*** Entries provided ***

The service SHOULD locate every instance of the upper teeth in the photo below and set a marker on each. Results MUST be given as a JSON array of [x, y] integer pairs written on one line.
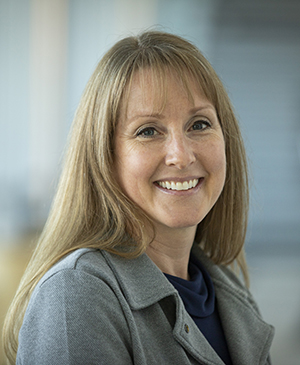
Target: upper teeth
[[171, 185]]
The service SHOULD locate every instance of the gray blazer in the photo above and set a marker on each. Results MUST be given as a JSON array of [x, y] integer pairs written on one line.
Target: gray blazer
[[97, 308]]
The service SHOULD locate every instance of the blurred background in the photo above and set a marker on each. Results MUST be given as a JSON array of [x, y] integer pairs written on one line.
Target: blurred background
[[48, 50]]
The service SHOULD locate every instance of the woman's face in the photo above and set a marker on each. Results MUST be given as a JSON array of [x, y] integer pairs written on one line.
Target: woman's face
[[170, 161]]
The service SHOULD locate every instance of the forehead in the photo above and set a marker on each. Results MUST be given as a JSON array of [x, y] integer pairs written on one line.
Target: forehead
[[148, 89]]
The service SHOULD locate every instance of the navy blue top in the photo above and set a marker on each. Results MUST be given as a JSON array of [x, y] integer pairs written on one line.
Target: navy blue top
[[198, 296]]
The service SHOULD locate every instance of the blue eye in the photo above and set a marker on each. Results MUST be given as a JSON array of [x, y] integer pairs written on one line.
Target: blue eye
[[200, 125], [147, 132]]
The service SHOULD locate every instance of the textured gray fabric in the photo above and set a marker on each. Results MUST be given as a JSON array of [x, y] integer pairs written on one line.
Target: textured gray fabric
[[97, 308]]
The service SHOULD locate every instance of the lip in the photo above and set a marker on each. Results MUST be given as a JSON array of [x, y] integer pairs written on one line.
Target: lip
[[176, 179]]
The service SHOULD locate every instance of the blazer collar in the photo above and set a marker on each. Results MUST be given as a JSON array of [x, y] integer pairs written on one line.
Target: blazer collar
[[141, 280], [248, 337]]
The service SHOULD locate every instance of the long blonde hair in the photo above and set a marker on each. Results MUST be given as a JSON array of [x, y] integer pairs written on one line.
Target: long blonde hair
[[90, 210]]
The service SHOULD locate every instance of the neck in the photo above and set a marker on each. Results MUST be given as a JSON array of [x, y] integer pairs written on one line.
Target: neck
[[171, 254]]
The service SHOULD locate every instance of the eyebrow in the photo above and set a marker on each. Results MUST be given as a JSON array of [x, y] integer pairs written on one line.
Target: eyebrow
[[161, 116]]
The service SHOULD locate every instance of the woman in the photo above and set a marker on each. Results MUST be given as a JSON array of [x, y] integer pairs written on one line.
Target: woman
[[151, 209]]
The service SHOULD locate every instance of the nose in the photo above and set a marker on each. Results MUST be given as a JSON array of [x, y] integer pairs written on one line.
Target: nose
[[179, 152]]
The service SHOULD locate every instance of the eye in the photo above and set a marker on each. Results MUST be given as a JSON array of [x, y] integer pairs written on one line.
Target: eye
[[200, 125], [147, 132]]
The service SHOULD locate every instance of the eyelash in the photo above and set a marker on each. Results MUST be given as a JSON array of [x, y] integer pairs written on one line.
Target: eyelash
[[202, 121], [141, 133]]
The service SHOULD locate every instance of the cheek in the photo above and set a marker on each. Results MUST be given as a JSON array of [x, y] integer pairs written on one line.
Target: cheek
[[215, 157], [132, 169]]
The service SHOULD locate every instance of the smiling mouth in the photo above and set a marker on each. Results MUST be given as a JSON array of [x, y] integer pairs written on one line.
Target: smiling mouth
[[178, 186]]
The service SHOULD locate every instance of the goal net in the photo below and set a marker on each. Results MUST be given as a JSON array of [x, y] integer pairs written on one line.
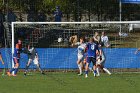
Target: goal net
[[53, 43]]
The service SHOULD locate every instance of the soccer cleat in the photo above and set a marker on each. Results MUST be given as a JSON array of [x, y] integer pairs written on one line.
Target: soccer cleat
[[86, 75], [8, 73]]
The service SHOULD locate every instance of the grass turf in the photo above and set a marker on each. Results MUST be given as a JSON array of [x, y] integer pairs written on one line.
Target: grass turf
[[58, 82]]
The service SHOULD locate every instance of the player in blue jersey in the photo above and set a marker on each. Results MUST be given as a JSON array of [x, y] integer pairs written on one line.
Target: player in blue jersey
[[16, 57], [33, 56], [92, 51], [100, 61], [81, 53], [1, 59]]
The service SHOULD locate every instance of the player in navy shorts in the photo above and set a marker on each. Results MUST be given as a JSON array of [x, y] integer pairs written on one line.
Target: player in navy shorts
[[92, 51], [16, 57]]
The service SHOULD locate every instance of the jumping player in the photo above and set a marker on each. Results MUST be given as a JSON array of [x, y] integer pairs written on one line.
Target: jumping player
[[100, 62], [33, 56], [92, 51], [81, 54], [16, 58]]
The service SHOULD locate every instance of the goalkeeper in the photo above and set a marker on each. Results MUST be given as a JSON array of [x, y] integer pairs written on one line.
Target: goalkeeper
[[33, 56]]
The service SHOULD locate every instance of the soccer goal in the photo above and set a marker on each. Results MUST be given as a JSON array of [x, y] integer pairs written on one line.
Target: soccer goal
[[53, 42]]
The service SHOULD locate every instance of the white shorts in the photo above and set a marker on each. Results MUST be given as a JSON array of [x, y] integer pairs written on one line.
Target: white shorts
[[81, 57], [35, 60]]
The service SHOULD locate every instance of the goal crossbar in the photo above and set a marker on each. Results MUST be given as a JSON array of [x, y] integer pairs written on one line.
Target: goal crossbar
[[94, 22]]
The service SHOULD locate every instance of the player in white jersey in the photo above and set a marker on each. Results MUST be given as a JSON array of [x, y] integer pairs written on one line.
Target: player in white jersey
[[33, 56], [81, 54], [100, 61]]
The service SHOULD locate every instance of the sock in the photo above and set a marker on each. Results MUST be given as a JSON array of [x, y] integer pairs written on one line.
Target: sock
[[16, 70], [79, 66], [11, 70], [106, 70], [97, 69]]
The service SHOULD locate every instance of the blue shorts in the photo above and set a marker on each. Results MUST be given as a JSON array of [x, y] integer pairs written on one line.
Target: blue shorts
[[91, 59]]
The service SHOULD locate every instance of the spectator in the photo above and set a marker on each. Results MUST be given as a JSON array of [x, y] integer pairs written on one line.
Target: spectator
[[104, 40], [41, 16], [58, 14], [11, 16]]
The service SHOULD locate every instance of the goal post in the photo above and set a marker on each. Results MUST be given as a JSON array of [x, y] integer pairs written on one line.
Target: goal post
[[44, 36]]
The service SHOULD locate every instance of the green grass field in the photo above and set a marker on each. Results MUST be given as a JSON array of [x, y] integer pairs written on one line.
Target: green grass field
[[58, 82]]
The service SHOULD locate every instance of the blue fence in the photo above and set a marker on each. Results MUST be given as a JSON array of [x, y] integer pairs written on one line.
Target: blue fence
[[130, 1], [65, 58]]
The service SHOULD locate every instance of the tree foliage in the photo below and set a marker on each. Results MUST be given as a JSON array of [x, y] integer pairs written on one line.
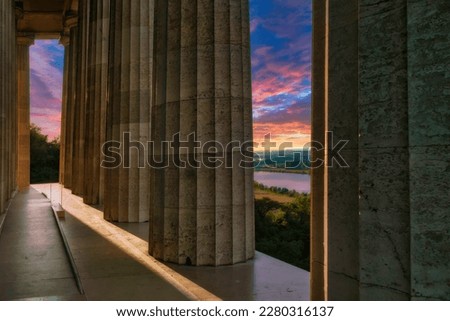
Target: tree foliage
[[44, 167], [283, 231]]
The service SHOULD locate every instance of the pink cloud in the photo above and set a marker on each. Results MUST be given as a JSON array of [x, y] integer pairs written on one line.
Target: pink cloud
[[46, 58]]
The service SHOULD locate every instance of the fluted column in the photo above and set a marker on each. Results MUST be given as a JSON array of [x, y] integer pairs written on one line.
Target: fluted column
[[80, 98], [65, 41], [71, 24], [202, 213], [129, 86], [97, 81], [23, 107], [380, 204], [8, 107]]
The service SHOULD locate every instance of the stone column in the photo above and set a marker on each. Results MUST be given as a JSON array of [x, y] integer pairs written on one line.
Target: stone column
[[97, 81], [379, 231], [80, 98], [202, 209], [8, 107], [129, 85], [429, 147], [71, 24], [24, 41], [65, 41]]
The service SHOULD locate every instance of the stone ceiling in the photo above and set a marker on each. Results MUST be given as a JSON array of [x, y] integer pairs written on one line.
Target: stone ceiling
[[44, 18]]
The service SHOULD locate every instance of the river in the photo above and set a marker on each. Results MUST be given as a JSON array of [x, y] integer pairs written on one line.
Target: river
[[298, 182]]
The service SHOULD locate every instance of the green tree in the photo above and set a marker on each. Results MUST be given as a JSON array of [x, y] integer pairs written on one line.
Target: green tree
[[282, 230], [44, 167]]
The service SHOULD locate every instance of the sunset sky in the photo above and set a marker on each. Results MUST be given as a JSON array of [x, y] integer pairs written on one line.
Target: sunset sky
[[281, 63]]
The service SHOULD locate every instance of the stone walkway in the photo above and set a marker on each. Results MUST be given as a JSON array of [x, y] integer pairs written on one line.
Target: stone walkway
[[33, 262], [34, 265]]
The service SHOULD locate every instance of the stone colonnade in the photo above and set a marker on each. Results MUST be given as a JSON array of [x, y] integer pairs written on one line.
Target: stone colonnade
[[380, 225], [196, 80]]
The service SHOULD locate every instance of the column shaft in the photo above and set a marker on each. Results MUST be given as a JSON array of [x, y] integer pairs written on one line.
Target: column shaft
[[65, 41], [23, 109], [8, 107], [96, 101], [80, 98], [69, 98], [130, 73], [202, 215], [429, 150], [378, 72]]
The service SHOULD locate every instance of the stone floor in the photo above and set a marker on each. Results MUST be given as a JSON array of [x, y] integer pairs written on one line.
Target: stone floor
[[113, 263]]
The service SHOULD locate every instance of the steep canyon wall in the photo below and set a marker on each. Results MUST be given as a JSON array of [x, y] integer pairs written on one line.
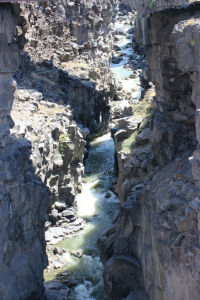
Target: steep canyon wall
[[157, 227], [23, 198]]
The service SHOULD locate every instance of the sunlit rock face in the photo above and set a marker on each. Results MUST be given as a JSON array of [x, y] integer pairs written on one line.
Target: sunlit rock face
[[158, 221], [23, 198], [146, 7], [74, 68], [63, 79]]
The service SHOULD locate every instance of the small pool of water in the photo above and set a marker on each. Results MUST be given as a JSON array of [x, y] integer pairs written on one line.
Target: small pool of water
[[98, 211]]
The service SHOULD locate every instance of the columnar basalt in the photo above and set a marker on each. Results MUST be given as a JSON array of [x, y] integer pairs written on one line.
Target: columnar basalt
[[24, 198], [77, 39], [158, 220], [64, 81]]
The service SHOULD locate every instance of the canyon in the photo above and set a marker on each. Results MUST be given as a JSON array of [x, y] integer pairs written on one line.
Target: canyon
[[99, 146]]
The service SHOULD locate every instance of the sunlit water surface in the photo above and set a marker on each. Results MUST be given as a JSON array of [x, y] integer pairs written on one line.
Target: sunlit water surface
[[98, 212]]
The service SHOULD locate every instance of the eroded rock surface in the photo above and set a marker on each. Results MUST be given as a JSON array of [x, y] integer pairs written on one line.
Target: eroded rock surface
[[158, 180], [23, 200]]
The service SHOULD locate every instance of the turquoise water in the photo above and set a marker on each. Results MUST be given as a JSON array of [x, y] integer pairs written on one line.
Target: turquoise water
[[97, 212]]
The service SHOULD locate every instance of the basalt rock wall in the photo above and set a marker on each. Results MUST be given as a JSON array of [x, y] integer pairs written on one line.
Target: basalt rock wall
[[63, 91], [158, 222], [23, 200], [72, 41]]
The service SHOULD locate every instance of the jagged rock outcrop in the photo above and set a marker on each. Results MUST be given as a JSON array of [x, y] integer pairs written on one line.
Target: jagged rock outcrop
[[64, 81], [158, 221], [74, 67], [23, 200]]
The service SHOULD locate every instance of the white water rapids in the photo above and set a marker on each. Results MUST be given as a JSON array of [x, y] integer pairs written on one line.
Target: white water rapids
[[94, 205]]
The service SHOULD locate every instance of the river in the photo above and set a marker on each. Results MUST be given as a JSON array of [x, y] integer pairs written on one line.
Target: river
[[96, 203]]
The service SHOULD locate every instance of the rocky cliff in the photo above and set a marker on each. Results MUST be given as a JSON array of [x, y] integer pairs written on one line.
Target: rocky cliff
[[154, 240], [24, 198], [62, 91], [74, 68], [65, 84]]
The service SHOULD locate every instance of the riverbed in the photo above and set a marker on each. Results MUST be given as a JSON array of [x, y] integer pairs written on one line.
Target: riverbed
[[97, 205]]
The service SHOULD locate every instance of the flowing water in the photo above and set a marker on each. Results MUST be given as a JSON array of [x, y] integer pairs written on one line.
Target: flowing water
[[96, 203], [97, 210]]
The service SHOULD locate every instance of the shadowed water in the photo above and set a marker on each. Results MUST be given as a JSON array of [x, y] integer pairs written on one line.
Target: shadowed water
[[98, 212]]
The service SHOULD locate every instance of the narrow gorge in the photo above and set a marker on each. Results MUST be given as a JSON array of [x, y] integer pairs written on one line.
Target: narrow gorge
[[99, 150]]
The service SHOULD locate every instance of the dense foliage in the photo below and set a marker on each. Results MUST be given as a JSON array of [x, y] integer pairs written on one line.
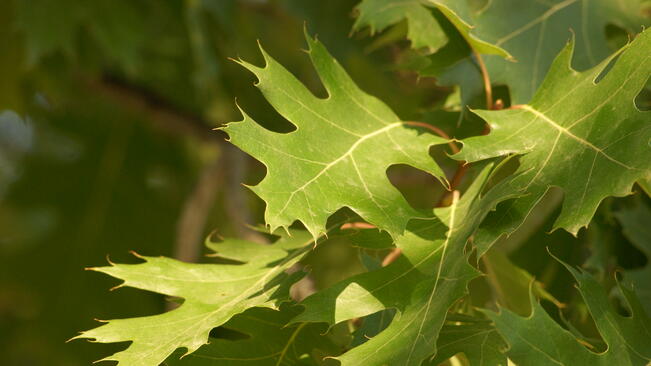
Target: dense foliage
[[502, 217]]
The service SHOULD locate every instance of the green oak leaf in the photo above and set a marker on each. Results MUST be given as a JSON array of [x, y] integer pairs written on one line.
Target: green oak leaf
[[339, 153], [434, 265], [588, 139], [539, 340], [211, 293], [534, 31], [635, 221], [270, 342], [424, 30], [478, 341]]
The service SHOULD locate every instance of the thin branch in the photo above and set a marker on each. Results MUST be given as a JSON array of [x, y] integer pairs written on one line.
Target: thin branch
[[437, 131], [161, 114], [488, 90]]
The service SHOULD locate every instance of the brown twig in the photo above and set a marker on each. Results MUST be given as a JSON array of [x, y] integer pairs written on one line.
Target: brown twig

*** End of Entries provided ***

#### Prompt
Starting at the line that contains "Target: navy blue top" and stopping after the line that contains "The service SHOULD locate every instance of the textured", write out every line exactly as it appears above, and no other line.

#### Task response
Target: navy blue top
[[198, 296]]
The service SHOULD locate every instance of the blue eye in the photo above and set a marker on each. Results MUST be given as a JSON array of [x, y] integer pairs written on one line.
Target: blue eye
[[200, 125], [147, 132]]
The service SHOULD locate every instance of the textured gray fabric in the photo above and set a marker on each. Results MUST be given as a JSON array of [x, y] integer pairs written on one line.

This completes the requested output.